== Description of the task ==
Print every one of the records below word for word, leaving out the pictures.
··········
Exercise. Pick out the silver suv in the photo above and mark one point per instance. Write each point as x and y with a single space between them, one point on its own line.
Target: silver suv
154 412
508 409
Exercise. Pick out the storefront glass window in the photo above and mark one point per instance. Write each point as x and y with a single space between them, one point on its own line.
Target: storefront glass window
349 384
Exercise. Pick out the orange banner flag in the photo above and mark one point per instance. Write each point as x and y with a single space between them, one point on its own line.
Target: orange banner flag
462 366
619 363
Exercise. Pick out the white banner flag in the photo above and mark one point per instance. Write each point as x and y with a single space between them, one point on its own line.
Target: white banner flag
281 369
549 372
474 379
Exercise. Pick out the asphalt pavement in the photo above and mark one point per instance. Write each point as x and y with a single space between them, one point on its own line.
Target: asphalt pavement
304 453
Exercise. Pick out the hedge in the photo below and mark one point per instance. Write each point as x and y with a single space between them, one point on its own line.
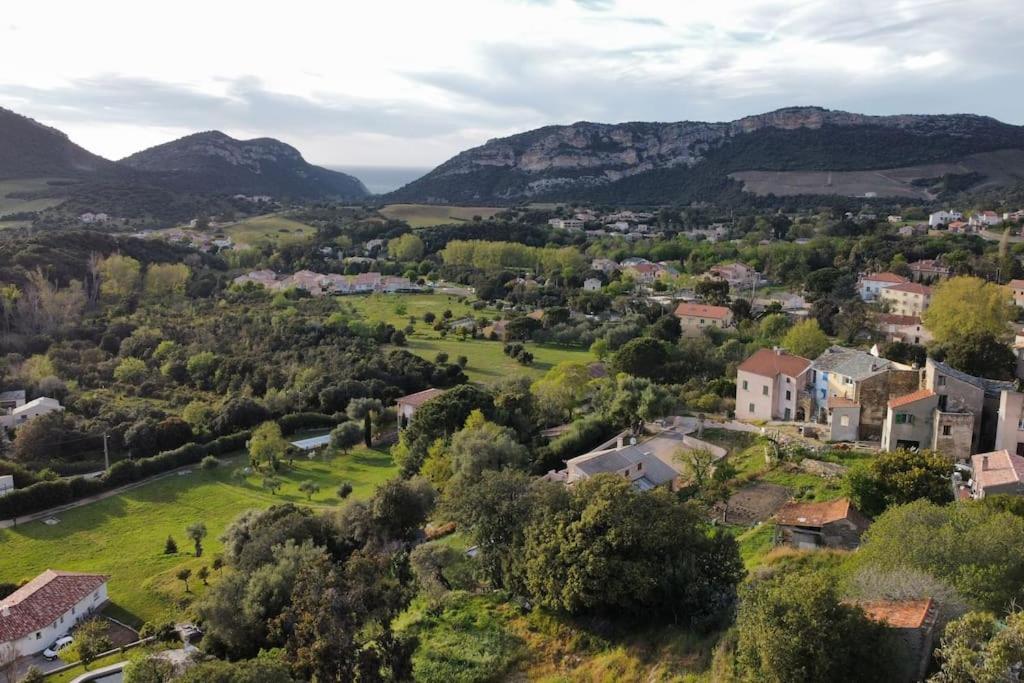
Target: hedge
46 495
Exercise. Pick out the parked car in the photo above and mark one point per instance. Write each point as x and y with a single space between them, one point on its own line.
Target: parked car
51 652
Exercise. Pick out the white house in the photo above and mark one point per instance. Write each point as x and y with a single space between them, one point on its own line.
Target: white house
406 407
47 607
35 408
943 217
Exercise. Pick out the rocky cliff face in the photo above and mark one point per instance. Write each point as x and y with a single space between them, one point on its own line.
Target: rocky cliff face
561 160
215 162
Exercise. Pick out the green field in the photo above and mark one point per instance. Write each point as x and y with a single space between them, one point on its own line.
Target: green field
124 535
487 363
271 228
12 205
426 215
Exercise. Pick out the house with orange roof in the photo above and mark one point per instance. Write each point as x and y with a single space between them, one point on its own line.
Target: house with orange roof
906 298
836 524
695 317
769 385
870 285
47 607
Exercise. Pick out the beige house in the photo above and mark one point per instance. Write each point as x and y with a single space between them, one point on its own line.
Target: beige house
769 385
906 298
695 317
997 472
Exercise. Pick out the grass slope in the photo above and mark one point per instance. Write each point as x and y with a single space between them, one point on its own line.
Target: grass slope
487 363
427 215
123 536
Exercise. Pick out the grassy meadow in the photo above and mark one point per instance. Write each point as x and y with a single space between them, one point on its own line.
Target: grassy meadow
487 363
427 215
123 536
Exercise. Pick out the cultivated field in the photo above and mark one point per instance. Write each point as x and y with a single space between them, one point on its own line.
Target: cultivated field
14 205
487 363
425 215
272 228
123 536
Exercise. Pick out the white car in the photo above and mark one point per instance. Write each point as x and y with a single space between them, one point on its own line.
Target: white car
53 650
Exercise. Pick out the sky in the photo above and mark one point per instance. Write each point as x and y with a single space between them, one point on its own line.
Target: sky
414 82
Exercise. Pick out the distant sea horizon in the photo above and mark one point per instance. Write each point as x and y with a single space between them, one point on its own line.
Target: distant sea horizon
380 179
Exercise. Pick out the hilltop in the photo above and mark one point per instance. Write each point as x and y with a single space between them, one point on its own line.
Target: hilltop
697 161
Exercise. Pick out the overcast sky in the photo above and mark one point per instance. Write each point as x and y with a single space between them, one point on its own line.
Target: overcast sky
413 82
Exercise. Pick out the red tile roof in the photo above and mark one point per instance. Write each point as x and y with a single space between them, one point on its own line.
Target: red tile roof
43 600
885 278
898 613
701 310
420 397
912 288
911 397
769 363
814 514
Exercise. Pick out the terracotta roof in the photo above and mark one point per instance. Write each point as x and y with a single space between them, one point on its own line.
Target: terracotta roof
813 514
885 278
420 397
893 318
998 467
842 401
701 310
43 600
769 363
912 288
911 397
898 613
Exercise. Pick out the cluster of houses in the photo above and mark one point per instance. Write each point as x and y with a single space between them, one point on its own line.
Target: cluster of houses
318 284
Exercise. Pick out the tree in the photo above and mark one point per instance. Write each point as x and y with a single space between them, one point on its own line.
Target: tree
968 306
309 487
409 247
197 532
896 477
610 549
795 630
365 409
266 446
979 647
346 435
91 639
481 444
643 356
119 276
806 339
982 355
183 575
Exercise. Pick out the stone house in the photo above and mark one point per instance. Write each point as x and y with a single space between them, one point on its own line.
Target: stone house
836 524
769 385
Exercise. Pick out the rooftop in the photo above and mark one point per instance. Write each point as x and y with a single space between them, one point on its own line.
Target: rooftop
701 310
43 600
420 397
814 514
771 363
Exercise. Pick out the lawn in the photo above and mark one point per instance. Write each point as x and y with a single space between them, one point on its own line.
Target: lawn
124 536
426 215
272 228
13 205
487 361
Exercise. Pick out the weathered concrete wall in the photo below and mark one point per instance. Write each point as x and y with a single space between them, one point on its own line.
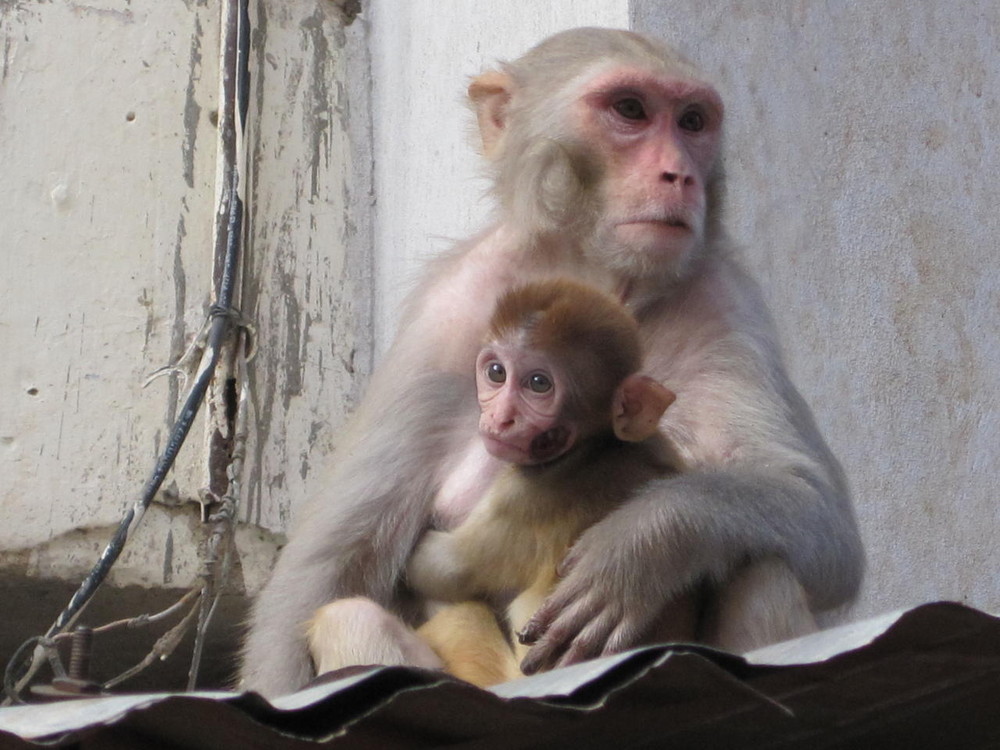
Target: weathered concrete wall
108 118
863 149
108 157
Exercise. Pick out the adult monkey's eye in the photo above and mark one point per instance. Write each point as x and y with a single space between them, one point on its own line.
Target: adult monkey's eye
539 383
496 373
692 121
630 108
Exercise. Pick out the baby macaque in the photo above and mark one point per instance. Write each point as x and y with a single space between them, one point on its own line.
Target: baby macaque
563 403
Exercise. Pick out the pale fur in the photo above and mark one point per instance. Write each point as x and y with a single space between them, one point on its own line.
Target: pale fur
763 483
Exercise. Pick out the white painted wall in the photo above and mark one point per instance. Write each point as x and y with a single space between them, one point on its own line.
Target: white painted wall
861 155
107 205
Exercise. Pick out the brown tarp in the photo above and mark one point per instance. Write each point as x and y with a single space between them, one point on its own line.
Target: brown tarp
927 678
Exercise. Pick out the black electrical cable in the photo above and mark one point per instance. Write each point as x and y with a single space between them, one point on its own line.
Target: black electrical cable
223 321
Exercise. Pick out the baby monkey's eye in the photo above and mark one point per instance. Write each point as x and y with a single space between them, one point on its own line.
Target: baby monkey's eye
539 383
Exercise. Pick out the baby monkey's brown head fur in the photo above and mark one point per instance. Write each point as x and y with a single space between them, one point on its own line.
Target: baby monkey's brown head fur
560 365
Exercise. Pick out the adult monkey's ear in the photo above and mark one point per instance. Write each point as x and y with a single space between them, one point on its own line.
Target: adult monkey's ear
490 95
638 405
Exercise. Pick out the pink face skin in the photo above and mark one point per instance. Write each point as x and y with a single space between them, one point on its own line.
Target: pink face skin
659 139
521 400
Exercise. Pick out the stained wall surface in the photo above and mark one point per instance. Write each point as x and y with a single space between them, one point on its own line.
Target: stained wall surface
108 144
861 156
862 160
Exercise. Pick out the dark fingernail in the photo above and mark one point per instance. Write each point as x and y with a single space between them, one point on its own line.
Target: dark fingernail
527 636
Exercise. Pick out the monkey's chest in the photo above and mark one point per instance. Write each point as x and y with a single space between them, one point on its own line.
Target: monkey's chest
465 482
··········
== Result for this exercise ==
Exercise. Pick out the silver suv in the photo above and mark one point per instance. Write each point as x and y with a single space between them, one point on its own line.
Target: silver suv
154 412
508 409
Exercise. Pick out the storefront glass window in the photo above and mark one point per instance. Write each point as x and y with a single space between them, one point on its own line.
Target: storefront glass window
349 384
Exercise. Pick out the orange banner flag in the photo above and mark one point per instance. Write each point as x and y with a single space between them, one point on its own line.
Target: orange banner flag
462 366
619 363
Exercise. Pick out the white banner flag in the photo above and mark one point per instance. Write each point as x and y with a single space between them, one point on its own line.
Target: white banner flag
281 369
549 372
474 379
Exercise. Pick out the asphalt pavement in the photo above and mark one point per instance. Write each point as x and y with a single space between them, one point on its own line.
Target: asphalt pavement
304 453
Exercise. Pick out the hedge in the photo below and mark one point per instance. Write each point as x and y with a single space between them, one point on its own line.
Target: hedge
46 495
Exercise. Pick out the parked car in the photo above and mark one point per instance. Write each point as x and y with a single space between them, one point on its own line.
Target: parked car
51 652
Exercise. Pick out the white house in the photo above and mark one point per instance. Write each point as x and y with a single space between them, one point on its own line.
Target: white house
406 407
47 607
35 408
943 217
Exercise. Pick out the rocky cliff face in the photo above and mark one point per instance. Write each point as x and y with a single space between them, one point on its own line.
Target: rocky cliff face
561 160
215 162
Exercise. Pick out the green field in the photo above and mark one point per instance. Write each point as x and y with a single space between them, one point on its own line.
Target: green field
124 535
487 363
271 228
12 205
426 215
Exercise. Pick out the house with orange roof in the photo above and mark one point per instance. Write each point as x and y with a single space between them, one point on its own line.
Target: house with orange roof
906 298
836 524
695 317
769 385
870 285
47 607
Exercise. Pick out the beige house in the photo above and mark one point per instance. Write each point as x and y with a single space between them, one point on its own line.
Target: beige house
769 385
906 298
695 317
997 472
Exercise. Pick out the grass slope in the photo above and mark one point per instance. Write each point as x and y with a single space between them, one point on its own line.
Target: grass slope
487 363
427 215
123 536
Exercise. Pick out the grassy meadow in the photo above and mark one point per instance. Write each point as x and y with a single space between them, one point on its own line.
Target: grassy meadow
487 363
427 215
123 536
Exercise. Pick out the cultivated field in the photo above and mark one point per instance. Write each point as x and y with a single space between them, one point on its own line.
Target: cultivated field
14 205
487 363
425 215
272 228
123 536
Exercise. Pick out the white car in the photo above and mark one point per instance. Write each point as x and y with a single space between them, one point on its own line.
Target: white car
53 650
Exercise. Pick out the sky in the photo above and mark one point per instance. Write each point as x and y with a single space between them, one point on its own line.
Target: sky
414 82
Exercise. Pick out the distant sea horizon in the photo above and mark one point per instance. Write each point as x and y with a single space between them, one point on its own line.
Target: distant sea horizon
380 179
Exercise. Pick out the hilltop in the photo above and mark one point per instance. Write each point as x and y with a single space between them, one point on its own line.
Target: hilltop
697 161
Exercise. Pick out the overcast sky in the photo above and mark one point per instance. Write each point as x and y with a single space between them, one point on its own line.
Target: overcast sky
413 82
Exercise. Pick out the red tile roof in the photo above and mark one point per instance. Write each point as x and y with a single space between them, one point on its own line.
Target: red tile roof
43 600
885 278
898 613
701 310
420 397
912 288
911 397
769 363
814 514
Exercise. Pick out the terracotta roof in the photo above and mark one point per instance. Write each point as x and y with a single space between them, one point on its own line.
Target: terracotta roof
813 514
885 278
420 397
893 318
998 467
842 401
701 310
43 600
769 363
912 288
911 397
898 613
Exercise. Pick out the cluster of houses in the photo above and mark one point per instance. Write each point as x and y with a single space between them, one point on its own line.
Target: cluster of houses
318 284
Exercise. Pick out the tree in the photo above and mark one point per instance. Write each point as x and y with a single space between them, one point on its own line.
Target: tree
968 306
309 487
409 247
197 532
896 477
610 549
795 630
365 409
266 446
979 647
346 435
91 639
481 444
643 356
119 276
806 339
982 355
183 575
Exercise. Pick out the stone house in the photo above and mark one point per instance. Write each point as x and y with a single space between them, one point on its own line.
Target: stone house
836 524
769 385
Exercise. Pick out the rooftop in the photo above and mark one point per instance. Write each point as x and y with a single space between them, one point on its own line.
Target: rooftop
701 310
43 600
420 397
814 514
771 363
Exercise. Pick out the lawn in the photo above and mark one point per instance. Write each point as x and y with a single space between them, one point on its own line.
Target: lawn
124 536
426 215
272 228
13 205
487 361
Exercise. Pick out the weathered concrete wall in the photo below and mark one point per instance. Write each point as x and y with a single space between them, one point on its own line.
Target: weathered concrete wall
108 118
863 149
108 157
Exercise. Pick out the adult monkey's eye in the photo above and mark one point per instance. Write each point as x and y with a single space between them, one point on its own line.
Target: adult monkey's eye
539 383
496 373
692 121
630 108
Exercise. Pick out the baby macaque in the photo above and mark one point per instance. Write each point as x and y with a single space between them, one point on its own line.
Target: baby macaque
563 403
Exercise. Pick out the pale fur in the photo above and mark one point per instance. Write each point as x and y with a single space between them, one point on its own line.
Target: pale fur
763 483
Exercise. Pick out the white painted wall in the photo above and mark one point per instance. Write each point as x and y with a single space between them, one point on its own line.
Target: white painted wall
861 155
107 205
Exercise. Pick out the brown tarp in the photo above and mark one point per instance. Write each point as x and y with a single space between them, one point on its own line.
Target: brown tarp
927 678
Exercise. Pick out the black electrical cable in the photo above and mark one point per instance. Write each point as x and y with a single space between them, one point on its own line.
Target: black electrical cable
223 321
Exercise. Pick out the baby monkey's eye in the photo above and mark one point per instance. Write each point as x and y with a single space between them, one point on its own line.
Target: baby monkey's eye
539 383
Exercise. Pick out the baby monkey's brown head fur in the photo above and mark one point per instance. Write each point as x and y with a single space between them, one point on its own line.
Target: baby monkey's brown head fur
560 365
Exercise. Pick out the adult monkey's ear in the photo above and mark one point per instance. Write each point as x and y with a single space between them, one point on its own line.
Target: adult monkey's ear
490 95
638 405
Exercise. Pick out the pink face skin in the photo above and mark one point per instance. Write each point as x and y with a single space between them, one point on its own line.
Target: pink face skin
659 139
521 400
Exercise. Pick out the stained wall surface in the photo above and mark one point per instance. Write each point as x and y with a single space between them, one point on its own line.
Target: stained wall surface
108 144
861 156
862 160
Exercise. Pick out the dark fingernail in the photo above and mark one point per instance. Write each point as x and y with a single space between them, one point on its own line.
Target: dark fingernail
527 636
Exercise. Pick out the monkey's chest in the photo above and mark one point per instance. Write each point as x and y with a single space between them, one point on its own line.
Target: monkey's chest
465 482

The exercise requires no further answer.